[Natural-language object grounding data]
# # # # #
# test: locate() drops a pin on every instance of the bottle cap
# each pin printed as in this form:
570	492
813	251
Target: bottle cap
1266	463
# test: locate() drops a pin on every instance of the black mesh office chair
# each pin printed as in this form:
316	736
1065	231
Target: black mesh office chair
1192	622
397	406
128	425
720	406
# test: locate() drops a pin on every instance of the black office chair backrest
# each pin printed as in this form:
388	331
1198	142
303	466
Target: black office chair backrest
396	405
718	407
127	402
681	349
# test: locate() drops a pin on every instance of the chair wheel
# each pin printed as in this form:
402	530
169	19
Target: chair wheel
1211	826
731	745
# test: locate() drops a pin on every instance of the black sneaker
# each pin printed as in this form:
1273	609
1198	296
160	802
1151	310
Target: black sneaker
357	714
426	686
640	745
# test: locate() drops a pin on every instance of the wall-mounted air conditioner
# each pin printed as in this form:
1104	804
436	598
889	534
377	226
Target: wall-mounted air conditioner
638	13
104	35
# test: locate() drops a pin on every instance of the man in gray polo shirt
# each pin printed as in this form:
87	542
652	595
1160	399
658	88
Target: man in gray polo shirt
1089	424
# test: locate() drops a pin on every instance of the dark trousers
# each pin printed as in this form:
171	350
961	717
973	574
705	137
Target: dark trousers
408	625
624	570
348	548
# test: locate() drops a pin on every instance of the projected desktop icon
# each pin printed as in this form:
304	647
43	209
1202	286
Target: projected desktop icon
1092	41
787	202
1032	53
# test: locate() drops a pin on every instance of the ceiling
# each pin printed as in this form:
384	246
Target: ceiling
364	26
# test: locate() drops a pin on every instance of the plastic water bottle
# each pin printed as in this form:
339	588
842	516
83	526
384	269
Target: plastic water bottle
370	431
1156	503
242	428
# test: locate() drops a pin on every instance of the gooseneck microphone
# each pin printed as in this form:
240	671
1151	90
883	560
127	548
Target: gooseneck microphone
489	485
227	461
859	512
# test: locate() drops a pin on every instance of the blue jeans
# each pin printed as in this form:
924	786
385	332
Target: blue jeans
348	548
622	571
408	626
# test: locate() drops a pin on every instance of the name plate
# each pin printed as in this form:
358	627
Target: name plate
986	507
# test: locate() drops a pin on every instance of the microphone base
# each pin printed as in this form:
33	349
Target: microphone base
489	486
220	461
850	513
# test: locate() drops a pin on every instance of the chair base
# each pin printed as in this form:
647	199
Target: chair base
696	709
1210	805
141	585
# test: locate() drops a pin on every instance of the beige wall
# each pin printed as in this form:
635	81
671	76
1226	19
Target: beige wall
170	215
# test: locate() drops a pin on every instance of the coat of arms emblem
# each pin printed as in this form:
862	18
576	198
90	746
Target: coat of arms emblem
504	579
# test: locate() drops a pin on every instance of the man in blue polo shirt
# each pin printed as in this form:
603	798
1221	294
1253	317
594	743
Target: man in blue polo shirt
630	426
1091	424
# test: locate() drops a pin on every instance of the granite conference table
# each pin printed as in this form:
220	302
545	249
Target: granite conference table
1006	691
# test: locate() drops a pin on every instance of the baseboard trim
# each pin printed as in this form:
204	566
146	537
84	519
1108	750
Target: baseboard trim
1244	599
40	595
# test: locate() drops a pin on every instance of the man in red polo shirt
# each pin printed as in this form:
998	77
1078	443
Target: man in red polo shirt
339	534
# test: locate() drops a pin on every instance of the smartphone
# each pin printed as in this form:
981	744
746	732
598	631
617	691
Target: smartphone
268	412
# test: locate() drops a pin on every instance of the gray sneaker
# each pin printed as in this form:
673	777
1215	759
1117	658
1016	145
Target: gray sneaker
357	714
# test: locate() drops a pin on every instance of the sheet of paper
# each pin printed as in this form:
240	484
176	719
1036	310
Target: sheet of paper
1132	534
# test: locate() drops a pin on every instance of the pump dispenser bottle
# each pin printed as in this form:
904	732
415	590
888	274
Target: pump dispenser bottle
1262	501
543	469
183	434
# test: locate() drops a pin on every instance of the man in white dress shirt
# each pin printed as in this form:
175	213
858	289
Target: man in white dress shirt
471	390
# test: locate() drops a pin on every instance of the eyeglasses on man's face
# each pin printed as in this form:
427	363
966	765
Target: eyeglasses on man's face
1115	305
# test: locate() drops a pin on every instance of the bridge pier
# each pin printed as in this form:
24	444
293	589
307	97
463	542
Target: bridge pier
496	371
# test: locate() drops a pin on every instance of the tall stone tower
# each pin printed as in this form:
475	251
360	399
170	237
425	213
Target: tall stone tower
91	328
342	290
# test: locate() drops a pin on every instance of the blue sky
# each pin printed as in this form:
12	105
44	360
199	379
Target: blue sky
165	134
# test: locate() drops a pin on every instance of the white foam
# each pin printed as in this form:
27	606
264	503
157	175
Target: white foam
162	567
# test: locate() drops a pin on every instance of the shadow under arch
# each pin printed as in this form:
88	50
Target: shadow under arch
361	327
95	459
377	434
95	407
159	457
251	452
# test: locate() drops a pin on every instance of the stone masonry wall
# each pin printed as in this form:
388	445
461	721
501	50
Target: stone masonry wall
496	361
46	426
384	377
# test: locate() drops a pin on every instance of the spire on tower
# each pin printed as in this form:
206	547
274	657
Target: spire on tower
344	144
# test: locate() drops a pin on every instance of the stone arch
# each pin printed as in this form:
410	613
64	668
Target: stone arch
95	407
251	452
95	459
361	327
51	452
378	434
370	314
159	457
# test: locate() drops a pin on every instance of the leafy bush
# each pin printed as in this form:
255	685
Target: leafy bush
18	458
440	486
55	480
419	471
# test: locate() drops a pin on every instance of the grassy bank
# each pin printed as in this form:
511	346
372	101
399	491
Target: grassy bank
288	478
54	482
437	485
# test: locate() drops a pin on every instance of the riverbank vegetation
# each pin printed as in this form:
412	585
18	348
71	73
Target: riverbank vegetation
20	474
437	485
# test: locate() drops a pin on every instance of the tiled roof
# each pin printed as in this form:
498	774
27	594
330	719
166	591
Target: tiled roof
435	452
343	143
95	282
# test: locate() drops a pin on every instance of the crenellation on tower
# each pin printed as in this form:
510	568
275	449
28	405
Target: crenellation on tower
# # # # #
*Task prompt*
Your reply must consist solely of the number of lines in the data that contain the word "crenellation".

*Output*
2